▸ AIM OF THE TASK
Revise the records so that each "rough mask" becomes "coarse mask", with nothing else changed. Leave the pictures out of your answer.

▸ Segmentation mask records

□ □ □

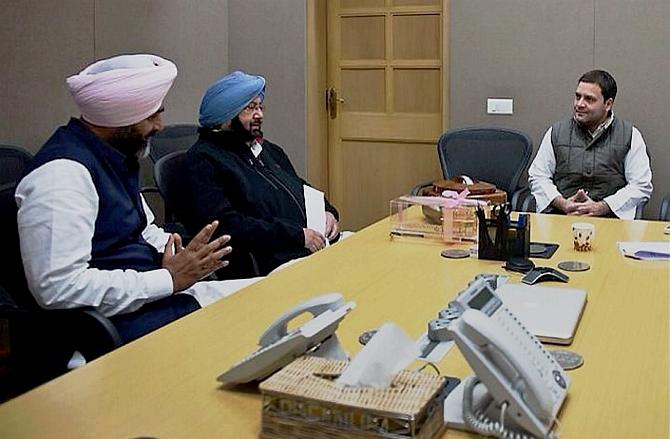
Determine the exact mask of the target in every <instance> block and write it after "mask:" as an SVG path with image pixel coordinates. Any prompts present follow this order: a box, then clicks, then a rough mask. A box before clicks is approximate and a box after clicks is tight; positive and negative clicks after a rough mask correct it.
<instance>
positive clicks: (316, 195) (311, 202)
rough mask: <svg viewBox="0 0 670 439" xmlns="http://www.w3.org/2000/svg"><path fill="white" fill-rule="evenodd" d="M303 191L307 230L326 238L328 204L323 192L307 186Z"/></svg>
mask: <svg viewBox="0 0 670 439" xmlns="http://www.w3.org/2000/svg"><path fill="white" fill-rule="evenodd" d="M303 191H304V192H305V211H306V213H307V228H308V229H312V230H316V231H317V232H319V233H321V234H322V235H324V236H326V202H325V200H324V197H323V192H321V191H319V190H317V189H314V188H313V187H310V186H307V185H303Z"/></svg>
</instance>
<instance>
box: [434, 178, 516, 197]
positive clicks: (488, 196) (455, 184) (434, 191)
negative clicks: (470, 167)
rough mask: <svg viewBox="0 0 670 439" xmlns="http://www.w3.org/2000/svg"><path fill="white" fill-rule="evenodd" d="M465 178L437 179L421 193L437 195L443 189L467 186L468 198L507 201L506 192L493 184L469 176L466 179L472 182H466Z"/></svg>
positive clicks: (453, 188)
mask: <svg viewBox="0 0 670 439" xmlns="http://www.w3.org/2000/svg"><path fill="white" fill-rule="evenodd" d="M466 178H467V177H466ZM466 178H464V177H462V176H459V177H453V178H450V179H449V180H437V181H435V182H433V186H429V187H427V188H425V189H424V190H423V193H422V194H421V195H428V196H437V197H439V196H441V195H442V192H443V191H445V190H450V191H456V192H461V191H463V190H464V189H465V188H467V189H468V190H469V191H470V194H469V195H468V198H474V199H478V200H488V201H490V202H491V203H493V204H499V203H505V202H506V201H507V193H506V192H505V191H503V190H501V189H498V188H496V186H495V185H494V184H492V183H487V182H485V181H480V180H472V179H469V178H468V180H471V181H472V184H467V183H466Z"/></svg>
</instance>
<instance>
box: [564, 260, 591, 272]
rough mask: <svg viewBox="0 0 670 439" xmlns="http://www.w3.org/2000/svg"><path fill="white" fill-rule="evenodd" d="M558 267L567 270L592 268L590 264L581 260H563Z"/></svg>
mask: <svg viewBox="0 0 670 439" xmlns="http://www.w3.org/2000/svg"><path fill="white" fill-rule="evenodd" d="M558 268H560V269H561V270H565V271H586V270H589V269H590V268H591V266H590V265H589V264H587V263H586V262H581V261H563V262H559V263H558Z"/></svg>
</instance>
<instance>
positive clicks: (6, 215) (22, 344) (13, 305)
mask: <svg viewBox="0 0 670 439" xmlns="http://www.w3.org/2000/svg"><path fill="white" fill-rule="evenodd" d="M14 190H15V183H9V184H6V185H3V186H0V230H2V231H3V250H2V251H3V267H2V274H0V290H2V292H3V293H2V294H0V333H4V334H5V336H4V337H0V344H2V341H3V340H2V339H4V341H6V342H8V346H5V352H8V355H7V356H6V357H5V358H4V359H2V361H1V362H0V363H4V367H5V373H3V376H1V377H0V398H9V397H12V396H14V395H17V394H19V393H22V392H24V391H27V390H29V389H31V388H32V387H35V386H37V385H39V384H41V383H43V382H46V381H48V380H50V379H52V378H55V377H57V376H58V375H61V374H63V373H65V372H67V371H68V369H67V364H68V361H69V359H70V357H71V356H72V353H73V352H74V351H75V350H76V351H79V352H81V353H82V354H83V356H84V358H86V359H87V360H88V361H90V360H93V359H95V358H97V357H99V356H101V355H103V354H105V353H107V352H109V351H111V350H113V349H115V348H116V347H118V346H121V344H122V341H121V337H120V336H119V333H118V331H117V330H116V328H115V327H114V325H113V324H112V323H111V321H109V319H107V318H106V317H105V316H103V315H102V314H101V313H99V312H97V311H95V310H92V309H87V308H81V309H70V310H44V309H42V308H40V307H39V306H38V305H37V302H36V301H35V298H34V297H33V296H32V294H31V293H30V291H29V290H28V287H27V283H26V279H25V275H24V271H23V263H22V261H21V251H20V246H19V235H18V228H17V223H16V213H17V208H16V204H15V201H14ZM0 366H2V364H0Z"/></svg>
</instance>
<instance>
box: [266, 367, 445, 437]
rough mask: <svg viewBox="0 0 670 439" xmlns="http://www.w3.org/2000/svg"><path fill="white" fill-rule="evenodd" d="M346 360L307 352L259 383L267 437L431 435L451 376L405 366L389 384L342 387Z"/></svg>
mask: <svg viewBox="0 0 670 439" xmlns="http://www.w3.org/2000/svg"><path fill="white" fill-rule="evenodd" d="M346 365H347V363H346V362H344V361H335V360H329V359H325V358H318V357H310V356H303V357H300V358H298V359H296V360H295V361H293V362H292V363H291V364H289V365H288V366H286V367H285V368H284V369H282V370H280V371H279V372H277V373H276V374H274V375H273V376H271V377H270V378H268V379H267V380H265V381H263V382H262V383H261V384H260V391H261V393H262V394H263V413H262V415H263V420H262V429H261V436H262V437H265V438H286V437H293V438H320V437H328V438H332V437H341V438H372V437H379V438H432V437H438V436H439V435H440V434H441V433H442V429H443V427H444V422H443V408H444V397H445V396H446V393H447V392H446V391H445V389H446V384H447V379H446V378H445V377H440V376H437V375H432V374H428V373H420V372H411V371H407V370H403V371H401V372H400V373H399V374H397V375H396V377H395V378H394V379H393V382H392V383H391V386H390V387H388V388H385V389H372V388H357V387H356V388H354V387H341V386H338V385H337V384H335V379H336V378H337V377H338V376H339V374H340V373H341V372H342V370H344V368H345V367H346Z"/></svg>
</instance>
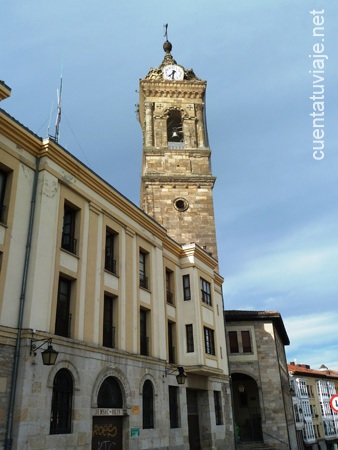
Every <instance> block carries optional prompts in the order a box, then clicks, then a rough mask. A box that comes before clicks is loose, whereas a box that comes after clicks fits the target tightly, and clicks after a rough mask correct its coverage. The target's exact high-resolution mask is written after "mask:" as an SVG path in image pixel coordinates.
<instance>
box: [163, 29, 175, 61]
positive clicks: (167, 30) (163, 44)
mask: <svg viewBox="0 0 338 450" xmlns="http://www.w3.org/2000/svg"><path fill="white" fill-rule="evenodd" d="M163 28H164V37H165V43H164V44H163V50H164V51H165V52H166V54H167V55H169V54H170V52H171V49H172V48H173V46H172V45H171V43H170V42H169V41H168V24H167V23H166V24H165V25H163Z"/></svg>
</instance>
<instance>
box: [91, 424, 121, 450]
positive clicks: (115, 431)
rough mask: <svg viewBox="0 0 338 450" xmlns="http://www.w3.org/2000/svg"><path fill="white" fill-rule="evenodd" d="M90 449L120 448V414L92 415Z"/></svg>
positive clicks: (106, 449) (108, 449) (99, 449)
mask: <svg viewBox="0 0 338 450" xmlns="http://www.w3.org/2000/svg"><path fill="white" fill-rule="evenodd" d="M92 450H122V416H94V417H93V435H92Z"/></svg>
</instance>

□ □ □

▸ WORKED SOLUTION
Determine the exact mask of the target in every <instance> block and write it after "mask:" as an SVG path with image pixel coordinates. Any prompts present follow this order: a box, then clicks, then a coarse mask. A box before clicks is approximate and a box after clicks is tight; positive and negative clicks after a coarse mask correct it.
<instance>
positive clicks: (316, 195) (311, 202)
coarse mask: <svg viewBox="0 0 670 439" xmlns="http://www.w3.org/2000/svg"><path fill="white" fill-rule="evenodd" d="M303 191L307 230L326 238L328 204L323 192L307 186Z"/></svg>
mask: <svg viewBox="0 0 670 439" xmlns="http://www.w3.org/2000/svg"><path fill="white" fill-rule="evenodd" d="M303 191H304V192H305V211H306V213H307V228H308V229H312V230H316V231H317V232H319V233H321V234H322V235H324V236H326V202H325V200H324V197H323V192H321V191H319V190H317V189H314V188H313V187H310V186H307V185H303Z"/></svg>
</instance>
<instance>
box: [434, 178, 516, 197]
positive clicks: (488, 196) (455, 184) (434, 191)
negative clicks: (470, 167)
coarse mask: <svg viewBox="0 0 670 439" xmlns="http://www.w3.org/2000/svg"><path fill="white" fill-rule="evenodd" d="M465 178L437 179L421 193L437 195L443 189L467 186L468 198L507 201L506 192L493 184L469 176L466 179L472 182H466Z"/></svg>
positive clicks: (453, 188)
mask: <svg viewBox="0 0 670 439" xmlns="http://www.w3.org/2000/svg"><path fill="white" fill-rule="evenodd" d="M466 178H467V177H466ZM466 178H464V177H462V176H459V177H453V178H450V179H449V180H437V181H435V182H433V186H429V187H427V188H425V189H424V190H423V193H422V194H421V195H428V196H437V197H439V196H441V195H442V192H443V191H445V190H450V191H456V192H461V191H463V190H464V189H465V188H467V189H468V190H469V191H470V194H469V195H468V198H474V199H478V200H488V201H490V202H491V203H493V204H499V203H505V202H506V201H507V193H506V192H505V191H503V190H501V189H498V188H496V186H495V185H494V184H492V183H487V182H485V181H480V180H472V179H469V178H468V180H471V181H472V184H467V183H466Z"/></svg>
</instance>
<instance>
box: [564, 260, 591, 272]
coarse mask: <svg viewBox="0 0 670 439" xmlns="http://www.w3.org/2000/svg"><path fill="white" fill-rule="evenodd" d="M558 267L567 270L592 268L590 264L581 260H563Z"/></svg>
mask: <svg viewBox="0 0 670 439" xmlns="http://www.w3.org/2000/svg"><path fill="white" fill-rule="evenodd" d="M558 268H560V269H561V270H565V271H586V270H589V269H590V268H591V266H590V265H589V264H587V263H586V262H581V261H563V262H559V263H558Z"/></svg>
</instance>
<instance>
positive clicks: (6, 215) (22, 344) (13, 305)
mask: <svg viewBox="0 0 670 439" xmlns="http://www.w3.org/2000/svg"><path fill="white" fill-rule="evenodd" d="M14 190H15V183H9V184H6V185H3V186H0V230H2V231H3V250H2V251H3V267H2V274H0V290H2V292H3V293H2V294H0V333H4V334H5V336H4V337H0V344H2V341H3V340H2V339H4V341H6V342H8V346H5V352H8V355H7V356H6V357H5V358H4V359H2V361H1V362H0V363H4V367H5V373H3V376H1V377H0V398H9V397H12V396H14V395H17V394H19V393H22V392H24V391H27V390H29V389H31V388H32V387H35V386H37V385H39V384H41V383H43V382H46V381H48V380H50V379H52V378H55V377H57V376H58V375H61V374H63V373H65V372H67V371H68V369H67V364H68V361H69V359H70V357H71V356H72V353H73V352H74V351H75V350H76V351H79V352H81V353H82V354H83V356H84V358H86V359H87V360H88V361H90V360H93V359H95V358H97V357H99V356H101V355H103V354H105V353H107V352H109V351H111V350H113V349H115V348H116V347H118V346H121V344H122V341H121V337H120V336H119V333H118V331H117V330H116V328H115V327H114V325H113V324H112V323H111V321H109V319H107V318H106V317H105V316H103V315H102V314H101V313H99V312H97V311H95V310H92V309H87V308H81V309H70V310H44V309H42V308H40V307H39V306H38V305H37V302H36V301H35V298H34V297H33V296H32V294H31V293H30V291H29V290H28V287H27V283H26V279H25V275H24V271H23V263H22V261H21V251H20V246H19V235H18V228H17V223H16V213H17V208H16V204H15V201H14ZM0 366H2V364H0Z"/></svg>
</instance>
<instance>
box: [266, 367, 445, 437]
coarse mask: <svg viewBox="0 0 670 439" xmlns="http://www.w3.org/2000/svg"><path fill="white" fill-rule="evenodd" d="M346 360L307 352L259 383L267 437L431 435L451 376L405 366L389 384L342 387Z"/></svg>
mask: <svg viewBox="0 0 670 439" xmlns="http://www.w3.org/2000/svg"><path fill="white" fill-rule="evenodd" d="M346 365H347V363H346V362H344V361H335V360H329V359H325V358H318V357H310V356H303V357H300V358H298V359H296V360H295V361H293V362H292V363H291V364H289V365H288V366H286V367H285V368H284V369H282V370H280V371H279V372H277V373H276V374H274V375H273V376H271V377H270V378H268V379H267V380H265V381H263V382H262V383H261V384H260V391H261V393H262V394H263V413H262V415H263V420H262V429H261V436H262V437H265V438H286V437H293V438H320V437H328V438H332V437H341V438H372V437H379V438H432V437H438V436H439V435H440V434H441V433H442V429H443V427H444V422H443V408H444V397H445V396H446V393H447V392H446V391H445V389H446V384H447V379H446V378H445V377H440V376H437V375H432V374H428V373H420V372H411V371H407V370H403V371H401V372H400V373H399V374H397V375H396V377H395V378H394V379H393V382H392V383H391V386H390V387H388V388H385V389H372V388H357V387H356V388H354V387H341V386H338V385H337V384H335V379H336V378H337V377H338V376H339V374H340V373H341V372H342V370H344V368H345V367H346Z"/></svg>
</instance>
Every <instance> block carries optional prompts in the order a box, then clicks, then a coarse mask. A box that comes before clicks is loose, whereas a box that comes after clicks fits the target tightly, and clicks after a coarse mask correct its coverage. The target's exact high-resolution mask is written after "mask:" as an SVG path in image pixel coordinates.
<instance>
box: [163, 29, 175, 61]
positive clicks: (167, 30) (163, 44)
mask: <svg viewBox="0 0 338 450" xmlns="http://www.w3.org/2000/svg"><path fill="white" fill-rule="evenodd" d="M163 28H164V37H165V43H164V44H163V50H164V51H165V52H166V54H167V55H169V54H170V52H171V49H172V48H173V46H172V45H171V43H170V42H169V41H168V24H167V23H166V24H165V25H163Z"/></svg>
</instance>
<instance>
box: [91, 424, 121, 450]
positive clicks: (115, 431)
coarse mask: <svg viewBox="0 0 338 450" xmlns="http://www.w3.org/2000/svg"><path fill="white" fill-rule="evenodd" d="M90 449L120 448V414L92 415Z"/></svg>
positive clicks: (106, 449) (108, 449) (99, 449)
mask: <svg viewBox="0 0 338 450" xmlns="http://www.w3.org/2000/svg"><path fill="white" fill-rule="evenodd" d="M92 450H122V416H94V417H93V435H92Z"/></svg>
</instance>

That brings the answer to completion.